• Task requirements:
A. Using the news report about the Nevada church, decide whether each statement agrees with it: (i) Alliance Defending Freedom represents Calvary Chapel Dayton Valley; (ii) Judge Bouleware ruled in favor of the two churches; (iii) the limit on casinos is 50 percent of building capacity. Answer yes or no for each, and quote the words that decide it.
B. Reproduce the news report word for word from "The state’s failure" to "Dayton Valley contends.".

• Document passage:
============================================================

RENO, Nev. (AP) — A rural Nevada Baptist church is trying to renew its unsuccessful bid to strike down the state’s 50-person cap on religious gatherings during the COVID-19 pandemic.
The state’s failure to enforce social-distancing guidelines in voter lines during the June 9 primary election was further proof churches are being singled out in violation of the U.S. Constitution, Calvary Chapel Dayton Valley contends.
The non-Southern Baptist congregation, represented by Alliance Defending Freedom (ADF), filed documents June 10 citing the large groups of voters who waited “in long lines close together” during the primary.
“The state enforced no safety measures, let alone precautions as stringent as those churches have voluntarily enacted,” ADF lawyers wrote on behalf of the church east of Reno. “Under the Constitution, free exercise of religion is no less precious than the right to vote.”
U.S. District Judge Richard Bouleware II ruled June 9 against Calvary Chapel Dayton Valley and another congregation, Calvary Chapel Lone Mountain in Las Vegas, which sought court orders lifting the cap placed by Gov. Steve Sisolak. Bouleware rejected arguments that churches should instead be held to the same limits imposed on casinos and others, set at 50 percent of building capacity. Bouleware also denied the Dayton Valley church’s request to add to its original complaint a supplemental brief citing the voting lines.

============================================================

Records from a collection:

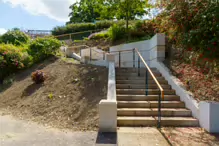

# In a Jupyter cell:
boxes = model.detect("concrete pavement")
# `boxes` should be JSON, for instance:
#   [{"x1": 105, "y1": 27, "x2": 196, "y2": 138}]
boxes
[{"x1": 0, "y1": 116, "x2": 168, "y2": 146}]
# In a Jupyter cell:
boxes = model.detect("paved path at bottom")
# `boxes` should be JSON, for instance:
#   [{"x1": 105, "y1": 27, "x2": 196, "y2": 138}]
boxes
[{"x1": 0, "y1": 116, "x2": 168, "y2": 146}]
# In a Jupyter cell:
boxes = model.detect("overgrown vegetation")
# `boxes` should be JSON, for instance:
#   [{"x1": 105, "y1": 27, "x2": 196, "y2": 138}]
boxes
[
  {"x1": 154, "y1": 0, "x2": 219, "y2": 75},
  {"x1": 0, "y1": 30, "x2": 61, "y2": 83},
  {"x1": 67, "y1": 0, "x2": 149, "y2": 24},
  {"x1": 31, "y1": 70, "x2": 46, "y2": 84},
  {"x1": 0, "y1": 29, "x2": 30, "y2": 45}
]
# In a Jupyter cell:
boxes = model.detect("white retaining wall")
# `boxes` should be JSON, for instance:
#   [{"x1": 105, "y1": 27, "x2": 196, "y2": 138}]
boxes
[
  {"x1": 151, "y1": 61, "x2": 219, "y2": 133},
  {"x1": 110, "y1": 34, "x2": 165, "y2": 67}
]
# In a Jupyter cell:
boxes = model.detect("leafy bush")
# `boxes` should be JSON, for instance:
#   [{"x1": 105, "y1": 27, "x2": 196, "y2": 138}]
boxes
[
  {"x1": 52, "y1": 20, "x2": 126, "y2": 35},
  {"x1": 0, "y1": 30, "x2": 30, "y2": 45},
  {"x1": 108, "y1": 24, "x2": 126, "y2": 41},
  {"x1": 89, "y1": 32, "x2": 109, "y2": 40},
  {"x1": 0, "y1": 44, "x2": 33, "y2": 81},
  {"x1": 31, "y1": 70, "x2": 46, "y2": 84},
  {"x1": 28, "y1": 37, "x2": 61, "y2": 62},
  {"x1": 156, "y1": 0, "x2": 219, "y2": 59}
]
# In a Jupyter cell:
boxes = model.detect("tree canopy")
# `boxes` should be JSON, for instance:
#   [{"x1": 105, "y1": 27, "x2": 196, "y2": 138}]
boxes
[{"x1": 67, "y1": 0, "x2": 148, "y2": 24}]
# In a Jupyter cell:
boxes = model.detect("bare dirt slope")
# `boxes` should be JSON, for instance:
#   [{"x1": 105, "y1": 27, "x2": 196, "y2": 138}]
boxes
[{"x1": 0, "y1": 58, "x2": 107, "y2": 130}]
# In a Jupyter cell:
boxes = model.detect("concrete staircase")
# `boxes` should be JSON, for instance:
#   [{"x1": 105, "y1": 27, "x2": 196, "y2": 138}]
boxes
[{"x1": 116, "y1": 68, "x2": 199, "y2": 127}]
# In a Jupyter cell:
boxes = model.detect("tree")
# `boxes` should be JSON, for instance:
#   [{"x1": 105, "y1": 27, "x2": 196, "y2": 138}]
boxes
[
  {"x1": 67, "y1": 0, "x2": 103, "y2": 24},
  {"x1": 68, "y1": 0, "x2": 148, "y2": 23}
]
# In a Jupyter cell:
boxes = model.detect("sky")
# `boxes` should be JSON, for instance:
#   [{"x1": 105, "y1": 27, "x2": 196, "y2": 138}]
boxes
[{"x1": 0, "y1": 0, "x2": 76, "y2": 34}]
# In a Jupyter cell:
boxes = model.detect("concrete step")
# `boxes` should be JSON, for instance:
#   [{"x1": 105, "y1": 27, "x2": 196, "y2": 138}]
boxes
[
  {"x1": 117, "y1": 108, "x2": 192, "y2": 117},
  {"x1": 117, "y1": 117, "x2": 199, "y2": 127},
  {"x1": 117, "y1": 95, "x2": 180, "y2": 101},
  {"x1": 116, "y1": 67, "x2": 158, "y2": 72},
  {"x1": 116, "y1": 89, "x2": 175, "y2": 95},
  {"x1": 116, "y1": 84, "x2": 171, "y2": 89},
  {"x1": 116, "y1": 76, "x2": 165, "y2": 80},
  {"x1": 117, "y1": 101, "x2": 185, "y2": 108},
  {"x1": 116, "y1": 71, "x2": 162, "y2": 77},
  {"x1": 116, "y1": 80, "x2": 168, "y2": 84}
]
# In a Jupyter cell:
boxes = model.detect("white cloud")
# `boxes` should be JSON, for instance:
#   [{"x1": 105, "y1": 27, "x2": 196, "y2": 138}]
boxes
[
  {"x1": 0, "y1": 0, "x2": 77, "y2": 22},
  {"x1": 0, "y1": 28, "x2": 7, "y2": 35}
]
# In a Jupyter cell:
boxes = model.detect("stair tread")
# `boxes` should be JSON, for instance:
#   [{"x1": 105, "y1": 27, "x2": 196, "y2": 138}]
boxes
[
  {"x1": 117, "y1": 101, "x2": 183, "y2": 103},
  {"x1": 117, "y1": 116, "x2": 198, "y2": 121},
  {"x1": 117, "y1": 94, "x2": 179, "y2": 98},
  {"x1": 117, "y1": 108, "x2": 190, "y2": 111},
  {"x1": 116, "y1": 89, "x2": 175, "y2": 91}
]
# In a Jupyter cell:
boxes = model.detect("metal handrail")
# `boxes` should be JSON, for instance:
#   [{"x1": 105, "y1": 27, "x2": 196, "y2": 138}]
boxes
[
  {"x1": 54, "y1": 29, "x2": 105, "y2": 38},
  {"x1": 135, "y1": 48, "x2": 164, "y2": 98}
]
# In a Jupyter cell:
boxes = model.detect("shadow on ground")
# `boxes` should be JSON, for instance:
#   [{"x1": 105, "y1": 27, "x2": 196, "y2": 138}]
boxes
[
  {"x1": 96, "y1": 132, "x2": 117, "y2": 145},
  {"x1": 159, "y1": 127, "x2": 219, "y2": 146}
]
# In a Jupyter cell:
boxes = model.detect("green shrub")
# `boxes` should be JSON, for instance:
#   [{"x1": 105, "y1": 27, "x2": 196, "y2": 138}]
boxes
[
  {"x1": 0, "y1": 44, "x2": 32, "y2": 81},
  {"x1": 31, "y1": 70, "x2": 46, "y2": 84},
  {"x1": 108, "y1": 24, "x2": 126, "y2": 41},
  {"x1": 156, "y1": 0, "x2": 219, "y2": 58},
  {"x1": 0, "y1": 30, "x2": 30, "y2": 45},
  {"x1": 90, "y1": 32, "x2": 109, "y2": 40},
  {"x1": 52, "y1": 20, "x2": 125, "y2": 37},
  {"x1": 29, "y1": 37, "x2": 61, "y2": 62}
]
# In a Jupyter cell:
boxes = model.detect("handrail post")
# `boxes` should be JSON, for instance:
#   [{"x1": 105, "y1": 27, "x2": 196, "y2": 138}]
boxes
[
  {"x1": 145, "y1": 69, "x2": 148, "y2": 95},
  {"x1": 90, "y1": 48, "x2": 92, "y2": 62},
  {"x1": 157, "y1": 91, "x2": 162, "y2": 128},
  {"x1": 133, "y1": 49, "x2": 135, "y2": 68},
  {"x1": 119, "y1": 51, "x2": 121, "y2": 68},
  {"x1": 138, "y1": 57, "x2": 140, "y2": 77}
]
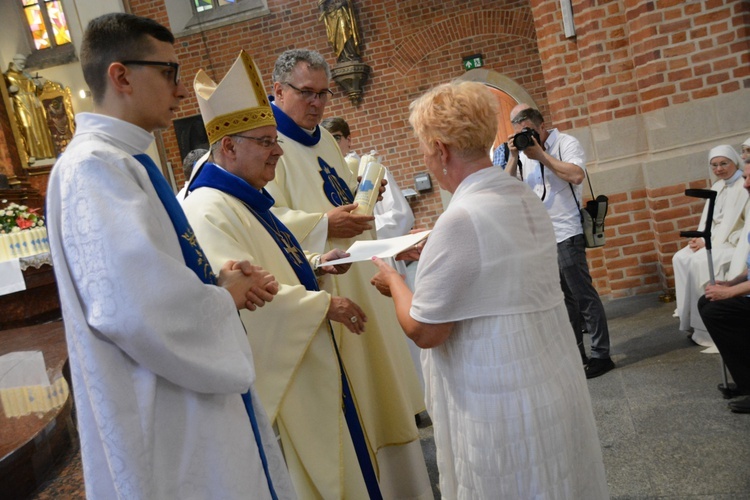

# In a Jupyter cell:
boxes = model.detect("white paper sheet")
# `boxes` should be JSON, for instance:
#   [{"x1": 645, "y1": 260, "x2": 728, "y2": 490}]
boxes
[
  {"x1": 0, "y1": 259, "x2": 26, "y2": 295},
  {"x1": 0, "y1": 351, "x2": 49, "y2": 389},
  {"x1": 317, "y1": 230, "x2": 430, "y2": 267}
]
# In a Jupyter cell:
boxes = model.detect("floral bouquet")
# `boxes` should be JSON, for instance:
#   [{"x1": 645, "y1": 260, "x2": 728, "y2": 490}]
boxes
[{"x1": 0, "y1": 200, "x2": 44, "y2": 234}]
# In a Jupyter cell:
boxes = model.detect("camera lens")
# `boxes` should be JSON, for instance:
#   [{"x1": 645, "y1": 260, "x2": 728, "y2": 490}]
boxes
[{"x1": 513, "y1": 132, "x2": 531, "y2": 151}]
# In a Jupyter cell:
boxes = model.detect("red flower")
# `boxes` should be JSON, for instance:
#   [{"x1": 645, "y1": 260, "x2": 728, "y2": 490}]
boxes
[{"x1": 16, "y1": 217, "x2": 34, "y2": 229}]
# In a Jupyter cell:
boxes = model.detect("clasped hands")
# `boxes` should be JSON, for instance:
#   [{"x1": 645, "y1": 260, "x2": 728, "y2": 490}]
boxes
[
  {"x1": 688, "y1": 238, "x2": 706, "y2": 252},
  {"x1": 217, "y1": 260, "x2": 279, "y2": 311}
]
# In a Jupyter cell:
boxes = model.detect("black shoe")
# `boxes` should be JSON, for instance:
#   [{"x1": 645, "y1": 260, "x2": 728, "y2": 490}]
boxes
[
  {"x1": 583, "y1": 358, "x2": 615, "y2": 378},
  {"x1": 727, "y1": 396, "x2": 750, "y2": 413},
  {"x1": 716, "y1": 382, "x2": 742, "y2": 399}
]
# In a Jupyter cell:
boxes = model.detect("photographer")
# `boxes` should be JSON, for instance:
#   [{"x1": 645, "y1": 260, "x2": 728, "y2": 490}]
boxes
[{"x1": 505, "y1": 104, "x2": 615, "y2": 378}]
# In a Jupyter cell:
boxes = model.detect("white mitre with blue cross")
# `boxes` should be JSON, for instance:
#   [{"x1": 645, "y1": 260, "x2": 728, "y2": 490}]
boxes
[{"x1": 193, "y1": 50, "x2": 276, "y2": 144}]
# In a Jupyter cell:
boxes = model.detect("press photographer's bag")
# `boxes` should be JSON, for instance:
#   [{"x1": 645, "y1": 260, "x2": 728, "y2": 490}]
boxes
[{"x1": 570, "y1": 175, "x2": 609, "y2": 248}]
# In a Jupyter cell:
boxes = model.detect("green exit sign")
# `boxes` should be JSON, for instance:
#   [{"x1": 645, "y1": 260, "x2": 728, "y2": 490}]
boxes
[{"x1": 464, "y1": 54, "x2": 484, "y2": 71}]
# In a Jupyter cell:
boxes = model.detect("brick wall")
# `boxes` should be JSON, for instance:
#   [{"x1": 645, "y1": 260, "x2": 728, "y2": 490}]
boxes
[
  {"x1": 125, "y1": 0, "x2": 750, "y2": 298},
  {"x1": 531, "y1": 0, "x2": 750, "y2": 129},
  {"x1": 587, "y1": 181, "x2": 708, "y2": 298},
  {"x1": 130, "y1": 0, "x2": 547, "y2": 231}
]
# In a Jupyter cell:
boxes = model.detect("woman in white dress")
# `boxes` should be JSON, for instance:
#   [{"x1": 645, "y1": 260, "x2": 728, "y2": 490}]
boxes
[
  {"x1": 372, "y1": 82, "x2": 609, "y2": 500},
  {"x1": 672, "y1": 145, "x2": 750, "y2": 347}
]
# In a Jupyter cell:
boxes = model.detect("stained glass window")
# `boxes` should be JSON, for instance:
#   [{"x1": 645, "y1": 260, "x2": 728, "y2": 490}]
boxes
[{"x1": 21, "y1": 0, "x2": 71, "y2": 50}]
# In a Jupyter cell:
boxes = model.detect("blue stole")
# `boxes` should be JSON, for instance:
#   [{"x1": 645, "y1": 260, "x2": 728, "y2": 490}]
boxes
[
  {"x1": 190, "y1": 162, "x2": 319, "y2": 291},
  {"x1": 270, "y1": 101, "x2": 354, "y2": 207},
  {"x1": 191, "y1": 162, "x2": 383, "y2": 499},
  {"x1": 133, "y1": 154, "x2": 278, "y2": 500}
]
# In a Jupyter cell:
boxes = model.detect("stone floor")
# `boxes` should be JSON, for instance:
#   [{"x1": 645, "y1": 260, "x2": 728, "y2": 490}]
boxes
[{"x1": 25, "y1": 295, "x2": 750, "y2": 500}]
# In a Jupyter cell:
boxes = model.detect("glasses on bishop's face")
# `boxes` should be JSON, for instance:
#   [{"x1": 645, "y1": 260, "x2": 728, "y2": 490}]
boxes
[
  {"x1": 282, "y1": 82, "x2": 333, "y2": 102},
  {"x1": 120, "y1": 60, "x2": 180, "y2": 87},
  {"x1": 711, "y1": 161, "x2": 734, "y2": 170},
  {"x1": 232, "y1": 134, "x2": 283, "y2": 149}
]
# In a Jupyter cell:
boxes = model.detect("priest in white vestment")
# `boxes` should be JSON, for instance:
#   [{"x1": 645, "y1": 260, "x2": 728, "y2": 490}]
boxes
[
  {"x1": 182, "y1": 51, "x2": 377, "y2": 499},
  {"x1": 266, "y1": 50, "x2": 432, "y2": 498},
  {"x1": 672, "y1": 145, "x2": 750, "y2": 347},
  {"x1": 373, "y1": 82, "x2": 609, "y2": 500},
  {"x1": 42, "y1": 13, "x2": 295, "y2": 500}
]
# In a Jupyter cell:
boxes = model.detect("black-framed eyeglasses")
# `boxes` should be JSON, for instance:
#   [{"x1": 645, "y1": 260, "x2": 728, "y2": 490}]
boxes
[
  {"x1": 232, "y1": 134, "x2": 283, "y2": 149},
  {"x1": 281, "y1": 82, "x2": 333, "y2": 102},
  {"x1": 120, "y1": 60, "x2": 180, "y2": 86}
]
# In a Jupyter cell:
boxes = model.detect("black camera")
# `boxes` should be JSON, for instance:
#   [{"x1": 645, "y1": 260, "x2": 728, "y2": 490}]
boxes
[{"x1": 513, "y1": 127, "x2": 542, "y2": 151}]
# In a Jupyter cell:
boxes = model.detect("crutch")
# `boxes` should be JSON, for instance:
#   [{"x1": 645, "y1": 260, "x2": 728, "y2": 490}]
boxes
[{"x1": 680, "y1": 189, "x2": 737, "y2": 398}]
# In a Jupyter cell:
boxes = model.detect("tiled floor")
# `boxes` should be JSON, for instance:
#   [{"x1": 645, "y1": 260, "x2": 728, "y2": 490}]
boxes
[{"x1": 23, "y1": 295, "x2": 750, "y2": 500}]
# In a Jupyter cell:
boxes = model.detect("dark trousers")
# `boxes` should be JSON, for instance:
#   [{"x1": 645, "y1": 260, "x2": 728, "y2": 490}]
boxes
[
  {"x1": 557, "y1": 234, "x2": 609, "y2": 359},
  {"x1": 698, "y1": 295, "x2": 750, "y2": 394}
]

============================================================

• Task-by-task solutions:
A.
(i) Yes: "represented by Alliance Defending Freedom (ADF)"
(ii) No: "ruled June 9 against Calvary Chapel Dayton Valley and another congregation"
(iii) Yes: "limits imposed on casinos and others, set at 50 percent of building capacity"

B.
The state’s failure to enforce social-distancing guidelines in voter lines during the June 9 primary election was further proof churches are being singled out in violation of the U.S. Constitution, Calvary Chapel Dayton Valley contends.